» Directives
1. Please write out the passage of the book review that starts at the words "Another cooperative erosion" and ends after "protection they provide.".
2. According to the book review, how many acres were restored through the Coon Valley project?

“Food from the Radical Center: Healing our Land and Communities” - Gary Paul Nabhan
Gary Paul Nabhan introduces each chapter of “Food from the Radical Center: Healing our Land and Communities” by asking readers if they have shared a particular experience of connecting…to the land or its history, or to their fellow human beings. I will follow his lead and ask: Have you ever felt like the universe was really trying to get a message to you? I have, and most recently it had to do with Nabhan’s book, which contains a chapter about heritage breeds of poultry….especially turkeys. On the morning after I finished reading the book, I was blocked from leaving my neighborhood by a flock of wild turkeys in the road, toms in full display. This in itself was not remarkable, as wild turkeys have become quite common where I live on Cape Cod. However, among this group was a white individual! This oddity was worth recounting to a friend, which led us to look up the meaning of the turkey as a spirit animal. The list of attributes for the turkey included: connection with the land, forms of nourishment in our lives, harvesting the fruits of your work, importance of community, sharing, and abundance -- the very themes of Nabhan’s book.
In Food from Radical Center, Nabhan offers a number of examples of unlikely partners coming together with those attributes as their shared goals. These are stories of farmers, ranchers, fishers, conservationists, scientists, land managers and historians, each with a stake in the land or water where they live. They are stories of how, despite their differences, stakeholders with diverse points of view can come together, learn to listen to and learn from each other, share expertise and experience, and work together to heal the land (or water) and renew its productivity.
Each chapter relates a story of restoration, of farm or rangeland, of waterways, of lineages of food plants and animals at risk of being lost to large-scale production crops, and of community. Successes come from combining traditional methods with current science, and a desire to contribute to local food production as well as protect the environment; the local “foodshed”. Along the way, social, cultural, and even political divides are bridged. I will try to give you a taste of these stories, although they are much more layered and interwoven with people and history than I can summarize here.
In “Will Work for Dirt” (Chapter 3), Nabhan focuses on soils, the foundation of food production. He describes using compost to bring even small plots of urban soils back to life, including reviving the microbial community that is vital for healthy soils. But a central story in this chapter involves grass-roots efforts to halt the loss of tons of soil to erosion. One branch of this movement had its beginnings in a meeting in 1934 when the head of the new U.S. Soil Erosion Service, Hugh Bennett, and forester and ecologist Aldo Leopold met with, and most importantly, listened to, farmers in the severely eroded watershed of Coon Valley, WI. Together they designed a project to fill gullies, revegetate hillsides, change grazing and crop rotation practices, and plant windbreaks, in what they called “cooperative conservation”. Through the work of over 400 farming families and 200 student workers from the University of WI, over 40,000 acres were restored. One measure of the ultimate success of this effort is that 50 years later, descendants of the farmers formed a vegetable and dairy cooperative that has expanded into over 30 states and 4 Canadian provinces, selling food under the brand name Organic Valley.
Another cooperative erosion control effort can be found in Sonora, AZ, where it has been practiced for over 300 years. This is the planting of living fencerows of cottonwood and willows along streambanks next to fields and pastures. These permeable fences buffer seasonal floodwaters and trap detritus – rich with organic matter and beneficial microbes – on the fields as waters recede. Maintaining these fences is a collaborative effort, shared by farmers, ranchers, and orchard keepers, as well as municipal well managers, road maintenance workers, and the local mezcal distillers. The add-on value to the fence rows is that they provide habitat for a number of bird species and other wildlife that are attracted to the shade and protection they provide.

» Data shown
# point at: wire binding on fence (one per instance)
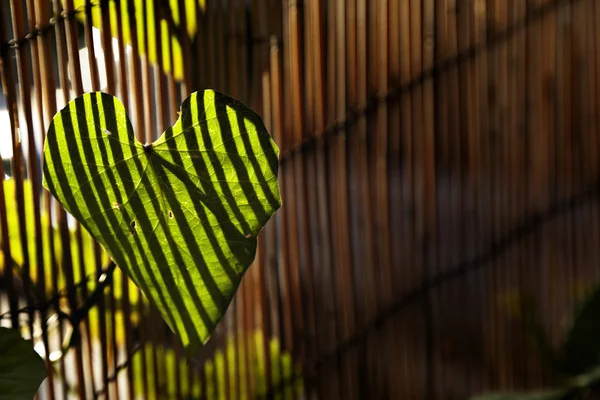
(44, 29)
(395, 92)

» Expected answers
1.
Another cooperative erosion control effort can be found in Sonora, AZ, where it has been practiced for over 300 years. This is the planting of living fencerows of cottonwood and willows along streambanks next to fields and pastures. These permeable fences buffer seasonal floodwaters and trap detritus – rich with organic matter and beneficial microbes – on the fields as waters recede. Maintaining these fences is a collaborative effort, shared by farmers, ranchers, and orchard keepers, as well as municipal well managers, road maintenance workers, and the local mezcal distillers. The add-on value to the fence rows is that they provide habitat for a number of bird species and other wildlife that are attracted to the shade and protection they provide.

2. Over 40,000 acres.